» **TEXT SHOWN**:
::::::
Modeling dependencies and documentation

  • Data collection process: An algorithmic audit should actively consider the data collection and cleaning process, especially including any exclusion of observations, top-coding of outliers, consolidation of categorical variables, or missing data imputation and their possible effects on model training and outcomes.
  • Training data representativeness: Datasets used for training machine learning models should be evaluated for representativeness to the extent that demographic data is available. For instance, in some employment algorithms it will be important for the training data not just to be diverse in applicants, but to also have many examples of successful hires from various subgroups.
  • Dependency analysis: An algorithmic audit should consider the effects of, and report on, the software packages and libraries that the audited company’s algorithmic system builds on. Pretrained machine learning models used in or adapted for an algorithmic hiring system, especially those for facial analysis, voice analysis, speech transcription, language translation, and natural language processing, should be carefully considered for downstream ramifications.
  • Documentation review: An algorithmic audit should review the documentation for models and ensure that the documentation accurately communicates the functionality of the models. This is especially critical in two scenarios: (1) in any situation in which a client company is receiving models or model outputs, as the client’s interpretation of the model outputs is crucial and itself can lead to biased outcomes; (2) in advertising claims and other public reporting, such as model cards or data nutrition labels.
::::::
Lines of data
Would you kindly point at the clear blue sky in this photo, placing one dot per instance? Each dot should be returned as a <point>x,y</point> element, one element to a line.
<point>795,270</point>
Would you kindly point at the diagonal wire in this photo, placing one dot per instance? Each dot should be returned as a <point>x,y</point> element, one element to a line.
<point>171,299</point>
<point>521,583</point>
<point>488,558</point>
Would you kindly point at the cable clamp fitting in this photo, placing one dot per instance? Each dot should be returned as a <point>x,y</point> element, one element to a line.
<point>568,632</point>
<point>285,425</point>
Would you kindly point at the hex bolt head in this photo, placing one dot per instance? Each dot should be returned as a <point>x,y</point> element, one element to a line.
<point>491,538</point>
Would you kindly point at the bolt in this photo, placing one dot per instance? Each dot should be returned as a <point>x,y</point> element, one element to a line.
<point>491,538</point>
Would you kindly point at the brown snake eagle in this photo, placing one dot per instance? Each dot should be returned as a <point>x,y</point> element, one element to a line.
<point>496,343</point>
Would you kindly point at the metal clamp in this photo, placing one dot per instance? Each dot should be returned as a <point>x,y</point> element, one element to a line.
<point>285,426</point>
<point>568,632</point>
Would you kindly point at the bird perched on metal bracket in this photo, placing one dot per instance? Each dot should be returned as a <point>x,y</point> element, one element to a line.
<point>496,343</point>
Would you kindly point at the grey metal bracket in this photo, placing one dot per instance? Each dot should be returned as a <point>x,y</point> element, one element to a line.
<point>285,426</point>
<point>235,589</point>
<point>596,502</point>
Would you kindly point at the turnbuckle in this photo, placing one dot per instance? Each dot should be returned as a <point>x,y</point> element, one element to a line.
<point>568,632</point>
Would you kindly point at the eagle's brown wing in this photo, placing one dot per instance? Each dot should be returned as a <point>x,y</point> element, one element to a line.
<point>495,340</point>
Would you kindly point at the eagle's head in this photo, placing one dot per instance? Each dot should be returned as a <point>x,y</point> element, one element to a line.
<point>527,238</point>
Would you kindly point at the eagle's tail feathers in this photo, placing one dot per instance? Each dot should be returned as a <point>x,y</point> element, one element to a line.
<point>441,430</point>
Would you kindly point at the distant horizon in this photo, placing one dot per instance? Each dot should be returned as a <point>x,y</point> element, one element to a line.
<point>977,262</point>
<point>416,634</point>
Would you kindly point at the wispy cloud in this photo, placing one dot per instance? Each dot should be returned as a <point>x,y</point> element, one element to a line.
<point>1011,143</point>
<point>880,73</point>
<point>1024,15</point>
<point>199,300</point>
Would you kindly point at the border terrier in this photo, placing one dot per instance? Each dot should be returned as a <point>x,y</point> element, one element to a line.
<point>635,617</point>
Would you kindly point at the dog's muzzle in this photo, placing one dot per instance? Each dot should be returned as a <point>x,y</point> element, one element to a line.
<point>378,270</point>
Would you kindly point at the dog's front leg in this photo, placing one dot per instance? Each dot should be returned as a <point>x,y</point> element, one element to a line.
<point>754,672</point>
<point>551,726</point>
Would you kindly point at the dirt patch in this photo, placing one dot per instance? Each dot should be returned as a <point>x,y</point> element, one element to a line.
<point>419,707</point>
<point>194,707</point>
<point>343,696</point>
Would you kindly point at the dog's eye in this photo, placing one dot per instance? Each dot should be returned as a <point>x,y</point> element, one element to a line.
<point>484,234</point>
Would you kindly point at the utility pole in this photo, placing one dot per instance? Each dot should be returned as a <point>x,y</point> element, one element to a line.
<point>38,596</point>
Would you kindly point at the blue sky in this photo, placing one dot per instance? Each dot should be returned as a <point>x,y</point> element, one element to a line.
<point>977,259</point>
::::::
» **YOUR TASKS**:
a) Revise the passage on modeling dependencies and documentation from "Modeling dependencies and" up to and including "training and outcomes.", replacing "outliers" with "extreme values".
b) Render the entries, from the first line up to and including the line with "<point>285,425</point>", as a JSON list of strings with one string per line, omitting blank lines.
The text and the entries have no connection to each other.

» **RESULTS**:
a)
Modeling dependencies and documentation

  • Data collection process: An algorithmic audit should actively consider the data collection and cleaning process, especially including any exclusion of observations, top-coding of extreme values, consolidation of categorical variables, or missing data imputation and their possible effects on model training and outcomes.

b)
[
  "Would you kindly point at the clear blue sky in this photo, placing one dot per instance? Each dot should be returned as a <point>x,y</point> element, one element to a line.",
  "<point>795,270</point>",
  "Would you kindly point at the diagonal wire in this photo, placing one dot per instance? Each dot should be returned as a <point>x,y</point> element, one element to a line.",
  "<point>171,299</point>",
  "<point>521,583</point>",
  "<point>488,558</point>",
  "Would you kindly point at the cable clamp fitting in this photo, placing one dot per instance? Each dot should be returned as a <point>x,y</point> element, one element to a line.",
  "<point>568,632</point>",
  "<point>285,425</point>"
]